### Records provided:
□ □ □ □ □ □ □

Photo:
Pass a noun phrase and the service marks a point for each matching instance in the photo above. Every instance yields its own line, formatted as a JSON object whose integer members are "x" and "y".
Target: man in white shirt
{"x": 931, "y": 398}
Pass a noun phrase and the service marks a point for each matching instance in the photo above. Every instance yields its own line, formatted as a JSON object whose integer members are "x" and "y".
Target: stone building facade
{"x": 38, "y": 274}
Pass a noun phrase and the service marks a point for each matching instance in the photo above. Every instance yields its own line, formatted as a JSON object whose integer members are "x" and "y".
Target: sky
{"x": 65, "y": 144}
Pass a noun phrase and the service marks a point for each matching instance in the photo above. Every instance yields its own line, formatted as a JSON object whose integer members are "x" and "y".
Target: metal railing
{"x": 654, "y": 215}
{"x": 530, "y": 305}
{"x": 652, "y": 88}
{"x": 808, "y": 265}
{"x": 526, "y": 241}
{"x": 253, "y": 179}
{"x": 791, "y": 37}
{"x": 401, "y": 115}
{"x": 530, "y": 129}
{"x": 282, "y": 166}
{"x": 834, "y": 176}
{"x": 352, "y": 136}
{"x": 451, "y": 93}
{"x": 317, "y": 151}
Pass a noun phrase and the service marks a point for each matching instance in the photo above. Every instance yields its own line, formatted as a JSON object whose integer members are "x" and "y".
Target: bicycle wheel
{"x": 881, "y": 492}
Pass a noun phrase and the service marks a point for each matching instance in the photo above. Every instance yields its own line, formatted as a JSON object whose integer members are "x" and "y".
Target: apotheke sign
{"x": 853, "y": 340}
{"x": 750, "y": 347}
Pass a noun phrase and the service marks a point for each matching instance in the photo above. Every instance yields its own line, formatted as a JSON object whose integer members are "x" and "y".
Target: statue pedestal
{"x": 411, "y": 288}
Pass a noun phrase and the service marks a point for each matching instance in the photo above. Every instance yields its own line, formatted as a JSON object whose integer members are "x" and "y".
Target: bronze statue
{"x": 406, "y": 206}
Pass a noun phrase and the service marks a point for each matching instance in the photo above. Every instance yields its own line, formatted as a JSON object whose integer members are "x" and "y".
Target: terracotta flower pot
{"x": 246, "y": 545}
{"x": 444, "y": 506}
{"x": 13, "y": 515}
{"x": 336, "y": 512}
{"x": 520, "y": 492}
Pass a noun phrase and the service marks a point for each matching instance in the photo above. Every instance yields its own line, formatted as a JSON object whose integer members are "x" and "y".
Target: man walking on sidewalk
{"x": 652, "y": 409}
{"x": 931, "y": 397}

□ □ □ □ □ □ □

### What to work on:
Show the data once more, exactly as it was written.

### The output:
Photo:
Pass a noun phrase and the service marks a point for each matching instance in the photo above. Every instance yields its own line, formatted as a JSON object whose integer members are "x" and "y".
Target: man in white shirt
{"x": 931, "y": 398}
Pass a noun phrase and the service marks a point for each matching instance in the photo above. Every instance yields its own line, formatted as a JSON object whose integer members are "x" and "y".
Target: stone building facade
{"x": 38, "y": 274}
Pass a noun phrase and the service marks a point for each matching instance in the photo above. Every instance yields its own line, formatted as a JSON object whose integer members are "x" and "y".
Target: sky
{"x": 65, "y": 144}
Pass a noun phrase and the service marks a point for each matching instance in the photo above. Every instance yields its own line, formatted as a JSON object whose integer members are "x" and "y".
Target: metal railing
{"x": 654, "y": 215}
{"x": 530, "y": 305}
{"x": 652, "y": 88}
{"x": 808, "y": 265}
{"x": 526, "y": 241}
{"x": 253, "y": 179}
{"x": 791, "y": 37}
{"x": 401, "y": 115}
{"x": 530, "y": 129}
{"x": 282, "y": 166}
{"x": 834, "y": 176}
{"x": 352, "y": 136}
{"x": 451, "y": 93}
{"x": 317, "y": 151}
Pass a noun phrase and the service marks a point for each matching instance in the photo above. Every instance yields its own line, formatted as a JSON object whose integer members are "x" and "y".
Target: bicycle wheel
{"x": 881, "y": 492}
Pass a noun phrase and the service marks a point for each matching instance in the photo above. Every instance yields its own line, formatted as a JSON object whose integer members are "x" and "y".
Target: apotheke sign
{"x": 853, "y": 340}
{"x": 750, "y": 347}
Pass a noun phrase and the service marks a point for each matching instance in the photo above. Every instance yields its own line, formatted as a JSON object whose integer members are "x" and "y".
Target: statue pedestal
{"x": 411, "y": 288}
Pass a noun phrase and the service marks a point for each matching instance in the photo above. Every instance yields its own line, formatted as a JSON object whose integer members are "x" and "y".
Target: bronze statue
{"x": 406, "y": 206}
Pass a noun phrase and the service marks a point for each matching instance in the photo above. Every instance yields its own line, formatted as a JSON object whose integer members are "x" and "y".
Target: terracotta flower pot
{"x": 246, "y": 545}
{"x": 444, "y": 506}
{"x": 13, "y": 515}
{"x": 336, "y": 512}
{"x": 520, "y": 492}
Pass a noun phrase and the service marks a point for each matching instance in the photo above. Every instance yields its own line, formatted as a JSON object whose integer members are "x" and "y".
Target: man walking on sidewalk
{"x": 652, "y": 409}
{"x": 931, "y": 397}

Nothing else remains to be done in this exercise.